━━━ Extracted records

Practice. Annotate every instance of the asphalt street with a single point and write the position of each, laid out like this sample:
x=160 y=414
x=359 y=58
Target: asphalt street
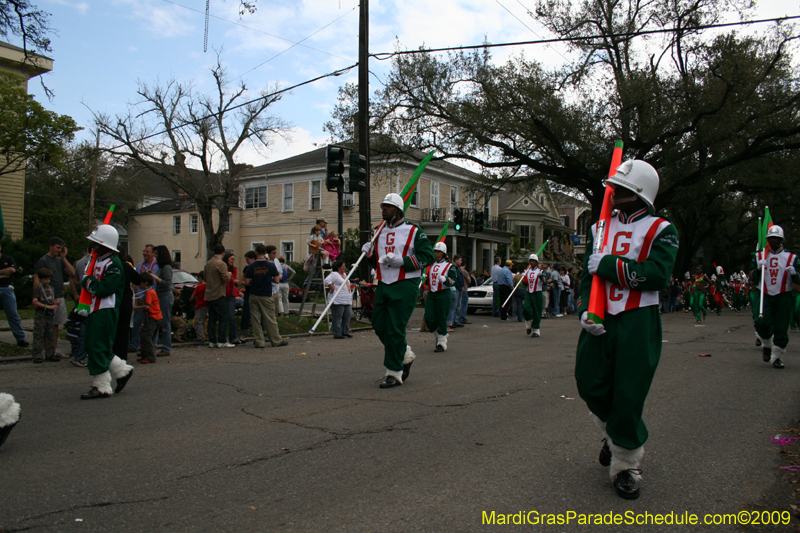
x=301 y=438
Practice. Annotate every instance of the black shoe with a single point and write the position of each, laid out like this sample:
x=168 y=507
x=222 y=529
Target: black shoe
x=5 y=432
x=605 y=454
x=121 y=382
x=389 y=382
x=406 y=371
x=626 y=485
x=94 y=393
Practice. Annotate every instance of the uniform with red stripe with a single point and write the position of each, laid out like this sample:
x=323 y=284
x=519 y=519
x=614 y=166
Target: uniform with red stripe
x=780 y=271
x=617 y=359
x=640 y=245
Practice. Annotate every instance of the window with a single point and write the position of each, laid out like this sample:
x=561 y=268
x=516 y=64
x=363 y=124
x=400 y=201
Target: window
x=288 y=197
x=227 y=224
x=255 y=197
x=315 y=196
x=287 y=250
x=524 y=236
x=434 y=195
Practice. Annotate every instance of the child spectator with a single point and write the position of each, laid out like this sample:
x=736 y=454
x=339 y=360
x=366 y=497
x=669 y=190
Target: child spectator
x=200 y=308
x=44 y=306
x=332 y=245
x=151 y=321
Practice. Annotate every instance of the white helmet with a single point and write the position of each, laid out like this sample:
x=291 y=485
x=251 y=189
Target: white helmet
x=775 y=231
x=395 y=200
x=105 y=235
x=639 y=177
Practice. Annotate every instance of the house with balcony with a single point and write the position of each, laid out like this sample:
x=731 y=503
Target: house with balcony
x=12 y=184
x=533 y=216
x=279 y=202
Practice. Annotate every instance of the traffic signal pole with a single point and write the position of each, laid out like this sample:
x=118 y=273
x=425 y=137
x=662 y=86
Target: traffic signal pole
x=364 y=214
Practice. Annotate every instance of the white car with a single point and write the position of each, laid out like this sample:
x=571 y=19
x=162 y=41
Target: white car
x=480 y=297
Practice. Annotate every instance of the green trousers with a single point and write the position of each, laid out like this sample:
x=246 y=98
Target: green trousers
x=532 y=308
x=391 y=311
x=614 y=372
x=101 y=329
x=777 y=312
x=437 y=305
x=795 y=320
x=698 y=303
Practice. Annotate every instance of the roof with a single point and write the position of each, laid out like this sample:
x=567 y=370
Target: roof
x=316 y=159
x=175 y=206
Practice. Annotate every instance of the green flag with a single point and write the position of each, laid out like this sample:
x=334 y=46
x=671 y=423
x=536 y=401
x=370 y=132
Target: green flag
x=408 y=191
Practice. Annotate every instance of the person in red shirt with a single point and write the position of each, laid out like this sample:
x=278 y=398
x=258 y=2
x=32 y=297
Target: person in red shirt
x=200 y=308
x=151 y=321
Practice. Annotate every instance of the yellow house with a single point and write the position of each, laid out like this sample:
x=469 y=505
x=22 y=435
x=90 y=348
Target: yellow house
x=280 y=202
x=12 y=185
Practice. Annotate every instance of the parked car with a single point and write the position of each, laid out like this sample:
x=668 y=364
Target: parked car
x=480 y=297
x=181 y=279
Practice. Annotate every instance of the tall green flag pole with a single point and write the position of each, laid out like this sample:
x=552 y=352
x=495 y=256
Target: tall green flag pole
x=406 y=194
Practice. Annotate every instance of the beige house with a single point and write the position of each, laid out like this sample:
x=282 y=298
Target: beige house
x=280 y=202
x=536 y=218
x=12 y=185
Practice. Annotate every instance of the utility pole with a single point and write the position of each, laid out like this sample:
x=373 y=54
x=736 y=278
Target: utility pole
x=364 y=214
x=94 y=182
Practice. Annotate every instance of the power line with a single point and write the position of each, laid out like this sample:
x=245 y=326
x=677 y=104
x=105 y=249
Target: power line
x=388 y=55
x=270 y=34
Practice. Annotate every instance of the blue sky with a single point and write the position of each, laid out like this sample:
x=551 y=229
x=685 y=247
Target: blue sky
x=102 y=48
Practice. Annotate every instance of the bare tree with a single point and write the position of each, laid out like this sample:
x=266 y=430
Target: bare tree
x=173 y=126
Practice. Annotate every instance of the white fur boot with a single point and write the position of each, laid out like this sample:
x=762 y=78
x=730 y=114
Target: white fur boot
x=776 y=357
x=9 y=416
x=408 y=358
x=9 y=410
x=441 y=341
x=766 y=348
x=625 y=459
x=103 y=382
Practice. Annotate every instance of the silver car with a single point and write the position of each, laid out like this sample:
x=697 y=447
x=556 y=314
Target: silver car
x=480 y=297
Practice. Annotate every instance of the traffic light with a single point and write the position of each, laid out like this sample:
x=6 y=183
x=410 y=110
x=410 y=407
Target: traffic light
x=458 y=219
x=358 y=172
x=334 y=167
x=478 y=221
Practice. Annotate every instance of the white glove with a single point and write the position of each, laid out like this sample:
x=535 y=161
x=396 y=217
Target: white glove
x=594 y=262
x=594 y=329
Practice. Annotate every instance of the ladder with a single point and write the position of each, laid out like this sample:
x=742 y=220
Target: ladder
x=316 y=278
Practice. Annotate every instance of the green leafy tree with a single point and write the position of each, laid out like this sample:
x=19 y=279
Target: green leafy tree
x=28 y=130
x=708 y=113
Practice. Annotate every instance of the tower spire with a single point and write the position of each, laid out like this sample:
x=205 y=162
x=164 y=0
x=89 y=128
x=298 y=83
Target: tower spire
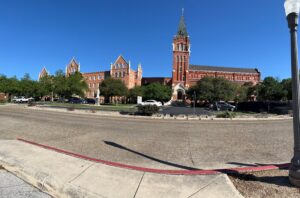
x=182 y=27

━━━━━━

Omit all pictures and write out, exactly, only the lines from the line containing "Practice. Annotate every instance of the white fur" through the last line of the entries above.

Exercise answer =
Practice. Annotate every instance of the white fur boot with a single point and write the position of each, laid out like this sample:
x=762 y=78
x=730 y=114
Target: white fur boot
x=776 y=357
x=9 y=416
x=408 y=358
x=9 y=410
x=441 y=341
x=766 y=348
x=625 y=459
x=103 y=382
Practice. Annotate every instance of the silver car with a single point and write the position of each, laid out like this sample:
x=697 y=447
x=556 y=314
Target: silver car
x=480 y=297
Practice. Annotate every instance of the traffic light with a single point and write the position of each, laid out like this sample:
x=6 y=183
x=410 y=110
x=410 y=407
Target: traffic light
x=458 y=219
x=358 y=172
x=334 y=167
x=478 y=221
Practice. Annotate every instance of the white glove with a single point and write the position of each, laid out like this sample:
x=535 y=161
x=396 y=217
Target: white glove
x=594 y=262
x=594 y=329
Practice. Annotate every instance of the ladder with a single point and write the position of each, laid out like this sample:
x=742 y=220
Target: ladder
x=316 y=278
Practice. Annotate every instance of the green leafy tree with a single point and write the position of each, laid out like this sample:
x=19 y=279
Target: green leafy tree
x=28 y=130
x=708 y=113
Practice. Annotate every instance of the tower spire with a single point and write the position of each, laid out like this sample:
x=205 y=162
x=164 y=0
x=89 y=128
x=298 y=83
Target: tower spire
x=182 y=27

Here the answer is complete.